#### [Exercise brief]
Carry on the passage about distinguishing a real face from a printed one by the cardiac pulse signal, picking up after its last sentence.

In this study, the source signal of interest is the cardiovascular pulse wave that propagates throughout the body. For the real face from the first video, volumetric changes in the ROI of the facial blood vessels during the cardiac cycle modified the path length of the incident ambient light such that the subsequent changes in the amount of reflected light indicated the timing of the cardiac pulse events, while there were no changes in the amount of reflected light for the printed face on the A4 size paper. Therefore, from this feature of changes, according to the cardiovascular events from real human facial skin, we set some thresholds to recognize the real face from the printed face. By recording a video of the facial region with a mobile camera, the RGB color sensors pick up a mixture of the reflected signal. Each color sensor records a mixture of the original source signals with slightly different weights. To obtain the red, blue, and green weights for every frame, we summed all the pixel values separately in the ROI of each channel, resulting in 600 frame yields with r(t), g(t), and b(t), respectively. Next, three component signals were recovered by applying an enhancement technique to the RGB traces. This technique allowed for distinguishing between the real face and the printed face based on the resulting signals. Specific thresholds were set based on the cardiovascular events from real human facial skin, and these were compared to the RGB traces obtained from the printed face. Figure 3(a) shows face detection and the cropped ROI.

(Referring expression data)
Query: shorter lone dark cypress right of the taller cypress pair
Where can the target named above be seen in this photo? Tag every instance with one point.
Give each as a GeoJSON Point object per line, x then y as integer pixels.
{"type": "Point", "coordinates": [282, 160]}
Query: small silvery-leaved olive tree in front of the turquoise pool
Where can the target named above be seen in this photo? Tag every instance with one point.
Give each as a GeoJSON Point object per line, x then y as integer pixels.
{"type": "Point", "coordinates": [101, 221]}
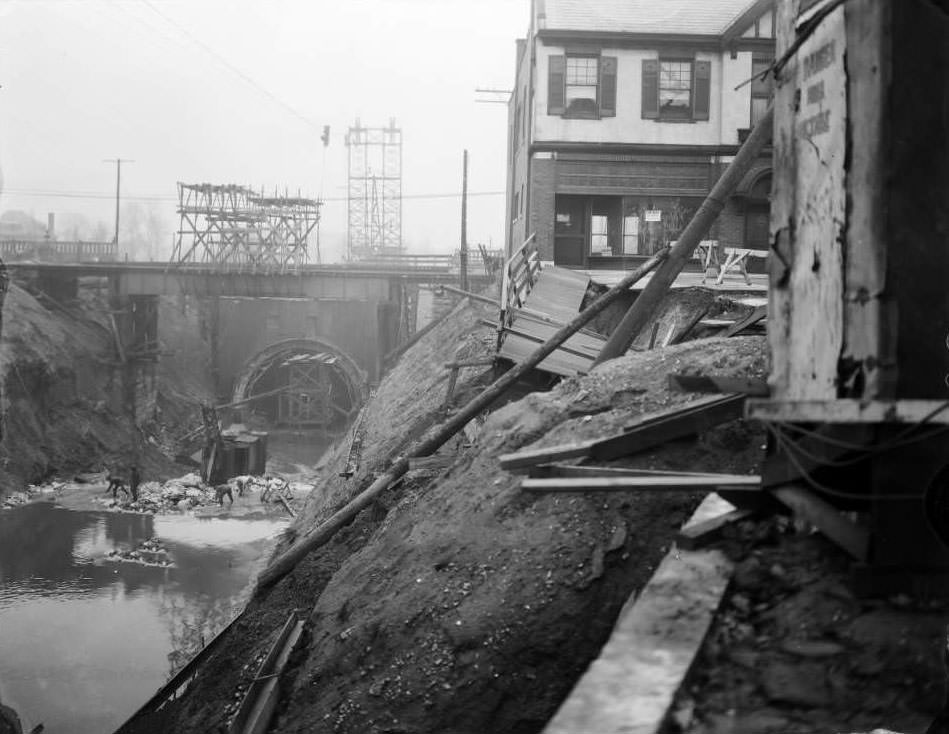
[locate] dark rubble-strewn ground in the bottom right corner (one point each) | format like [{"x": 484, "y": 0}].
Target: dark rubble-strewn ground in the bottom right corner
[{"x": 793, "y": 650}]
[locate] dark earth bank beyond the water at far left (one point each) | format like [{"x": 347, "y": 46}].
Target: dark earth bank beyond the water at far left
[{"x": 63, "y": 407}]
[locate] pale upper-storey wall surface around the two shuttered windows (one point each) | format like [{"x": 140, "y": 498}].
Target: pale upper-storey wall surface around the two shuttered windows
[{"x": 729, "y": 109}]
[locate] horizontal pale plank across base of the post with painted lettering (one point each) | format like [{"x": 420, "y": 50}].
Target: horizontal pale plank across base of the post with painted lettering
[{"x": 848, "y": 411}]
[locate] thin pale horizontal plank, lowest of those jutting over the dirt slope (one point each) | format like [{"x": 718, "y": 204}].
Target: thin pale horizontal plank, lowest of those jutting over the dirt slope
[{"x": 643, "y": 484}]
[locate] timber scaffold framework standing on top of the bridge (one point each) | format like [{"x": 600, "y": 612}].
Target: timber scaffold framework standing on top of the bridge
[{"x": 232, "y": 226}]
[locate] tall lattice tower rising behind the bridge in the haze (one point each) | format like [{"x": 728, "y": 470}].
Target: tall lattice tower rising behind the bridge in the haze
[{"x": 375, "y": 190}]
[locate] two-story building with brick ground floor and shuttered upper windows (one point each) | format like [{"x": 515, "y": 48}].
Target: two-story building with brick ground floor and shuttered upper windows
[{"x": 624, "y": 114}]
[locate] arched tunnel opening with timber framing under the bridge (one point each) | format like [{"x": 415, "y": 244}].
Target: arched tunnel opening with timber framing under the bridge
[{"x": 320, "y": 363}]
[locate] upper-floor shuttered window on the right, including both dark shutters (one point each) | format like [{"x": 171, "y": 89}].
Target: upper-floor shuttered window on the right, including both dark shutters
[{"x": 677, "y": 90}]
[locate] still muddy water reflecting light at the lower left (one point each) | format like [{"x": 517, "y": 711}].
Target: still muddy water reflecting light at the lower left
[{"x": 84, "y": 641}]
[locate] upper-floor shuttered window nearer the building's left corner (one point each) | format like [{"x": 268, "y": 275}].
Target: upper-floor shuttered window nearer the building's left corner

#### [Exercise output]
Figure 3. (a) The region of interest (ROI) is automatically cropped after being detected; (b) The ROI decomposed into the RGB channels; (c) The raw RGB traces. An enhancement is applied on the RGB traces to recover; (d) Three component signals

There are three RGB channels from the decomposed ROI (Figure 3(b)), and (Figure 3(c)) shows a three component signals obtained from the RGB channels. Then, three component signals were recovered by an applied enhancement on the RGB traces (Figure 3(d)).

3. Detection Methodology

Postprocessing of both the videos for real faces and printed faces was performed using demo software written in MATLAB version 2017b (The MathWorks, Inc.). Specifically, we used MATLAB's Signal Processing Toolbox to process and analyze the video data. This toolbox provides a comprehensive set of algorithms and tools for signal processing and data analysis. An overview of the main steps in this method to obtain the blood pulse from the real face video is outlined in Figure 3, and both signals from both videos are analyzed to set some thresholds to distinguish between the real face and fake face.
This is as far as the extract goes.